(Given task) Edit the material starting at its first line and ending at the line that reads "433 419 680 594", replacing "black plastic pot" with "terracotta pot" and keeping everything else the same.

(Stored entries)
---*---

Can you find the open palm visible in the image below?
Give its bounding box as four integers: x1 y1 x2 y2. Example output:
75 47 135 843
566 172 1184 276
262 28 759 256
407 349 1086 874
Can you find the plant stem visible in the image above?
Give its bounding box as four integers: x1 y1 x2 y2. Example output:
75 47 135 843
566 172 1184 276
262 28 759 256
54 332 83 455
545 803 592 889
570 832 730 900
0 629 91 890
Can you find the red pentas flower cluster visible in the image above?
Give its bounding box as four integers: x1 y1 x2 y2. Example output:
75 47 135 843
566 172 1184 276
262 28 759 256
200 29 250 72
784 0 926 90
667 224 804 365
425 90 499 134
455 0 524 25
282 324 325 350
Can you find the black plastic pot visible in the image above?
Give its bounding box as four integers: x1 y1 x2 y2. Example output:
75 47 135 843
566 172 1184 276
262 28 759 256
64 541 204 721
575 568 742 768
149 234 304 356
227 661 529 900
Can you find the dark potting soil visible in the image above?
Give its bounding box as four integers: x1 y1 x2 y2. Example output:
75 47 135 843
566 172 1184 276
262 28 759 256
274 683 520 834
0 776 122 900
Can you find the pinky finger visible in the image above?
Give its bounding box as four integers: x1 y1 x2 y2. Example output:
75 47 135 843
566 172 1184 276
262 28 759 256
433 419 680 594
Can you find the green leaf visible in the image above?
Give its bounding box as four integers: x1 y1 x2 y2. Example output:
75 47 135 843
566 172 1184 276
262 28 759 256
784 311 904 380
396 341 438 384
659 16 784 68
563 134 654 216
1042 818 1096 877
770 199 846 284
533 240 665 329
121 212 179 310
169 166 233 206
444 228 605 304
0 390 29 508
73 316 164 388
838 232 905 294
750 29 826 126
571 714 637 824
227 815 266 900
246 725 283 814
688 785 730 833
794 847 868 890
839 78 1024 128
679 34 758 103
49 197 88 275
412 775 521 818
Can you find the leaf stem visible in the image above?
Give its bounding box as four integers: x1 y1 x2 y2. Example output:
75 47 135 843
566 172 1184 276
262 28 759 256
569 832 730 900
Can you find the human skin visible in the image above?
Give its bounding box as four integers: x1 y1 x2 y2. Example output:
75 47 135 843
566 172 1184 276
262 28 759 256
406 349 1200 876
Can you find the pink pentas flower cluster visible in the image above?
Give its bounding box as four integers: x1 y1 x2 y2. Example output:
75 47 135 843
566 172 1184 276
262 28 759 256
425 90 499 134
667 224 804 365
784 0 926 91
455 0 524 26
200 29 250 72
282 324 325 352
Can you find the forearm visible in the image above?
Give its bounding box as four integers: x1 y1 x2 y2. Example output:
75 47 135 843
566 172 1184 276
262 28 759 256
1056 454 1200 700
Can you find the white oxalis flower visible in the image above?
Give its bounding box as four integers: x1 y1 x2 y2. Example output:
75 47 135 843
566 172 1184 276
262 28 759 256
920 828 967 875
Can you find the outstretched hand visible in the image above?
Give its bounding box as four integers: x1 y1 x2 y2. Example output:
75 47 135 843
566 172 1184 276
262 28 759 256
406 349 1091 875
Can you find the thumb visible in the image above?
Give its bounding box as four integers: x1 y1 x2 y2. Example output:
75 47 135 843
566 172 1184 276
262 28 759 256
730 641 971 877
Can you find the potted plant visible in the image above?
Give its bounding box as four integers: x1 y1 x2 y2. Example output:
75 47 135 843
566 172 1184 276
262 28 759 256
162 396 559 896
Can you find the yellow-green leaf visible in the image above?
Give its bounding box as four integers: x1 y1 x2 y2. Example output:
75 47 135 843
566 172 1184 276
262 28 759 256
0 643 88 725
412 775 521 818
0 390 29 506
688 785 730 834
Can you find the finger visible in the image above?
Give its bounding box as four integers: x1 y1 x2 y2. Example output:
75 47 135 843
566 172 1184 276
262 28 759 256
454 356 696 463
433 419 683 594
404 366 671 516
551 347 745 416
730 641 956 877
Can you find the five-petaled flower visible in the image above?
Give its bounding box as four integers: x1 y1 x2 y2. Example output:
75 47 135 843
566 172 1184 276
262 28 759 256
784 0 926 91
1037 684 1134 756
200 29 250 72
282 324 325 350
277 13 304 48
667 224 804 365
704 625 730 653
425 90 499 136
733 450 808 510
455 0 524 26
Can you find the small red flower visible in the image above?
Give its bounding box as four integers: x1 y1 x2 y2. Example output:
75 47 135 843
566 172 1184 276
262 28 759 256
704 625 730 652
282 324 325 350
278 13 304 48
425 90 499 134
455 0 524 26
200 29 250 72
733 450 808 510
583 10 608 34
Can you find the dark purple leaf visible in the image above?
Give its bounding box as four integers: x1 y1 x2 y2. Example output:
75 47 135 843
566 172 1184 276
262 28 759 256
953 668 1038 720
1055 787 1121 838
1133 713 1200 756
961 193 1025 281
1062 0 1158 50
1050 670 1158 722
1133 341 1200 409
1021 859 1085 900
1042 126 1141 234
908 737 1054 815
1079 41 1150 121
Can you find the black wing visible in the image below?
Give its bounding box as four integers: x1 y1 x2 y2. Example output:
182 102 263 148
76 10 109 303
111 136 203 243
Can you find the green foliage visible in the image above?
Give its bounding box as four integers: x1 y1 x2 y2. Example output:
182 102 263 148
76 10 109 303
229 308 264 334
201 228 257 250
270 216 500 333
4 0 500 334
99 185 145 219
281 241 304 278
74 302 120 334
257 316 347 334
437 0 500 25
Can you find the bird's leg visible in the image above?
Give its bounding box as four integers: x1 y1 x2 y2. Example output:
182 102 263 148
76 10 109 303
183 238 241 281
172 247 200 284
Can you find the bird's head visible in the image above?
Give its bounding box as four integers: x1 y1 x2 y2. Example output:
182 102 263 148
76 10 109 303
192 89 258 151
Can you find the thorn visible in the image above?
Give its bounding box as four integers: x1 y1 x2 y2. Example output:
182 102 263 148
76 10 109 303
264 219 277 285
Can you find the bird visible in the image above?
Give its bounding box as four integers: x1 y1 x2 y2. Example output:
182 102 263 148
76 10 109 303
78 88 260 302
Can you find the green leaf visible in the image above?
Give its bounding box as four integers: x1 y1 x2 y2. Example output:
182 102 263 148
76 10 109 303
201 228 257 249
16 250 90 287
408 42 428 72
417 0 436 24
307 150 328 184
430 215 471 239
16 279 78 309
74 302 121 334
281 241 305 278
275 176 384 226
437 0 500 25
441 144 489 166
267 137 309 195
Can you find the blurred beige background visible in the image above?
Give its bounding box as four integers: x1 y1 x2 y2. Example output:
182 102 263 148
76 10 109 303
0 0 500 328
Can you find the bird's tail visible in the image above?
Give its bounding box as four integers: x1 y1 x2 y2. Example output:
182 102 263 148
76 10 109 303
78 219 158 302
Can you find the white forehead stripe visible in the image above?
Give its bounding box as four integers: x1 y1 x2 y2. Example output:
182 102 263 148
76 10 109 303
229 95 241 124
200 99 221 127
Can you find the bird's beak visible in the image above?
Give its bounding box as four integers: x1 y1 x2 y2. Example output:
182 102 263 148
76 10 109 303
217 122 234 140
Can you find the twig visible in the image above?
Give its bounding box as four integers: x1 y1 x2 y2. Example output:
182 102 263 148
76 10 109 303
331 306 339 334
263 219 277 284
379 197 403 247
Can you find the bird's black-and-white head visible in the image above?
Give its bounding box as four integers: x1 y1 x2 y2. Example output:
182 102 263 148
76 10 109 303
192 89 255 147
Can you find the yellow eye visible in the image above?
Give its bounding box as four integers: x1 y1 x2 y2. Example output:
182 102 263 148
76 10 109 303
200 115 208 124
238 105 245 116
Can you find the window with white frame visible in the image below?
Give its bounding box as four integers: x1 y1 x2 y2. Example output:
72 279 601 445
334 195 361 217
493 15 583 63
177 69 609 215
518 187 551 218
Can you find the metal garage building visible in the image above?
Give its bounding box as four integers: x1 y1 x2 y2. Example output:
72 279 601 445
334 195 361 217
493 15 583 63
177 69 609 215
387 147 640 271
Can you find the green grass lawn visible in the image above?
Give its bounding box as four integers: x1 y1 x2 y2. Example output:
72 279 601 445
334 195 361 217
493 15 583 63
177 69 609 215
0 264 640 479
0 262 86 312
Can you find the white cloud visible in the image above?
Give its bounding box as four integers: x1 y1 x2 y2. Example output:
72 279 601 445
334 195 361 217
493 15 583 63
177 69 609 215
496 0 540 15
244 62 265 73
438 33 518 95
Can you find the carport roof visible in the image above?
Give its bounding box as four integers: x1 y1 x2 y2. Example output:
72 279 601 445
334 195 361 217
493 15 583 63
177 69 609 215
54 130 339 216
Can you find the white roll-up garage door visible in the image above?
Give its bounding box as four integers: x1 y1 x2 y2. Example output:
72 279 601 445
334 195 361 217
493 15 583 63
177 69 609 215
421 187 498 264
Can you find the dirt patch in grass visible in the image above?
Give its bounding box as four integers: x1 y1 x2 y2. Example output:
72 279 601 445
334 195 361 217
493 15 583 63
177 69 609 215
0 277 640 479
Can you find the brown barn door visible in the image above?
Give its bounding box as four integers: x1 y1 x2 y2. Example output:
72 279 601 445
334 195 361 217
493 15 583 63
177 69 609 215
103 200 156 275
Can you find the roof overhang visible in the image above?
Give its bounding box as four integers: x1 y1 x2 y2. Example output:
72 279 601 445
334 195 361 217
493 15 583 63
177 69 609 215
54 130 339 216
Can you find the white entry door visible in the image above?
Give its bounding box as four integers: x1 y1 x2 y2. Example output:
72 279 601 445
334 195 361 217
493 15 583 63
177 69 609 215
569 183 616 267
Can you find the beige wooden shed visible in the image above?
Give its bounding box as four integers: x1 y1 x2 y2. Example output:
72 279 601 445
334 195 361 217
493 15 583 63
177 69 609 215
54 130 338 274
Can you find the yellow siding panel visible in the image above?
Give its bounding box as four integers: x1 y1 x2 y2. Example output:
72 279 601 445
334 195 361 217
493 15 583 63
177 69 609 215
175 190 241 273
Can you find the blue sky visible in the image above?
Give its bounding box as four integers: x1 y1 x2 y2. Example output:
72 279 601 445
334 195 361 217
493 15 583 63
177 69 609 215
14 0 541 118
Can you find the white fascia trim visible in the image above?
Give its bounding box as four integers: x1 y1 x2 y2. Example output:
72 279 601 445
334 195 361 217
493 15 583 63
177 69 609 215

---*---

(The result)
Can you find the open palm visible in the image below?
Give its bounding box as four integers: x1 y1 x2 y2. Example output:
75 47 135 843
566 172 1184 276
262 28 759 256
407 349 1086 874
Can you find the plant stem visible in the image above?
Give its bounding box as four integers: x1 y1 x2 y2. Example output:
75 47 135 843
566 172 1184 276
262 28 759 256
54 332 83 455
545 803 592 889
570 832 730 900
0 629 91 890
Can you find the red pentas flower cluster visible in the image above?
Give its bounding box as four integers: x1 y1 x2 y2. Example output:
75 47 135 843
566 172 1184 276
262 28 759 256
200 29 250 72
784 0 926 90
667 224 804 365
425 90 499 134
455 0 524 25
282 324 325 350
Can you find the terracotta pot visible in the image above?
Give its bounding box as four integers: x1 y1 x2 y2. Example output:
75 47 135 843
566 172 1184 276
262 28 759 256
64 541 204 721
575 568 742 768
149 234 304 356
227 661 529 900
Can you find the dark potting soil visible in the image above?
Give its bounding box as four integers: x1 y1 x2 y2. Example output:
75 47 135 843
566 172 1184 276
262 28 759 256
274 683 520 834
0 776 122 900
Can you find the pinky finger visible in the image above?
Give its bounding box as four integers: x1 y1 x2 y2. Example output:
75 47 135 843
566 172 1184 276
262 28 759 256
433 419 680 594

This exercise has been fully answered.